What you need to do: Count the lines in the items below that contain the string "wall" with matching case, and reply with the number alone.
------------------------
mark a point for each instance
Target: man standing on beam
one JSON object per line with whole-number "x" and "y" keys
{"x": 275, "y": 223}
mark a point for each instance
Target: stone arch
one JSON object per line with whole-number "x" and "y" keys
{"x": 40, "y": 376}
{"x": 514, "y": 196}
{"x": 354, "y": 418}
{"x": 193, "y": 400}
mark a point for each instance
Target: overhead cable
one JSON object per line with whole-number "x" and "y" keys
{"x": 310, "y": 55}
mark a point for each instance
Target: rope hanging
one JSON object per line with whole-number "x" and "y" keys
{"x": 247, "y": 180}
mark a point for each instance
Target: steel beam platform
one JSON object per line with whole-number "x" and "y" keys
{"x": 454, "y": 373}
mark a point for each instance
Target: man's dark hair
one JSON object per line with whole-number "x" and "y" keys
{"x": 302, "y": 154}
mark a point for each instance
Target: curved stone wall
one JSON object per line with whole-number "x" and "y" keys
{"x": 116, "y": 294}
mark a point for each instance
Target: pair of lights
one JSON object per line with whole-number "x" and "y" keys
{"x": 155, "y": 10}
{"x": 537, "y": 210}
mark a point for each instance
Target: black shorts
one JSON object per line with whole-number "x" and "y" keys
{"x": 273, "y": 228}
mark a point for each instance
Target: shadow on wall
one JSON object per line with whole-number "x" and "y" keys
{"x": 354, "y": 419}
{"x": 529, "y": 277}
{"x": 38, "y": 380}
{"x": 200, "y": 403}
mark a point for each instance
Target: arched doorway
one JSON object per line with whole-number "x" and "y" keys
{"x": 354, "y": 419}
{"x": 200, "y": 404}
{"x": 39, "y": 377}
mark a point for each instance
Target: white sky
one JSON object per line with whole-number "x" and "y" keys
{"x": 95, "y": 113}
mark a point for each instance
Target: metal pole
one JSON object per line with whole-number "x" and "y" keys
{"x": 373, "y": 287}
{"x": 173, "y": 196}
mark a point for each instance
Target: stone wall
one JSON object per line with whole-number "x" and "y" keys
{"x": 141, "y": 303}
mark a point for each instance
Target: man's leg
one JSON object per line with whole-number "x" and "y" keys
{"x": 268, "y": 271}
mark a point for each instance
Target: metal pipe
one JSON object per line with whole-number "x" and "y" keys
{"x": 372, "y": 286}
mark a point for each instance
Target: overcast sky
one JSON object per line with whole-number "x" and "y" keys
------------------------
Correct output: 3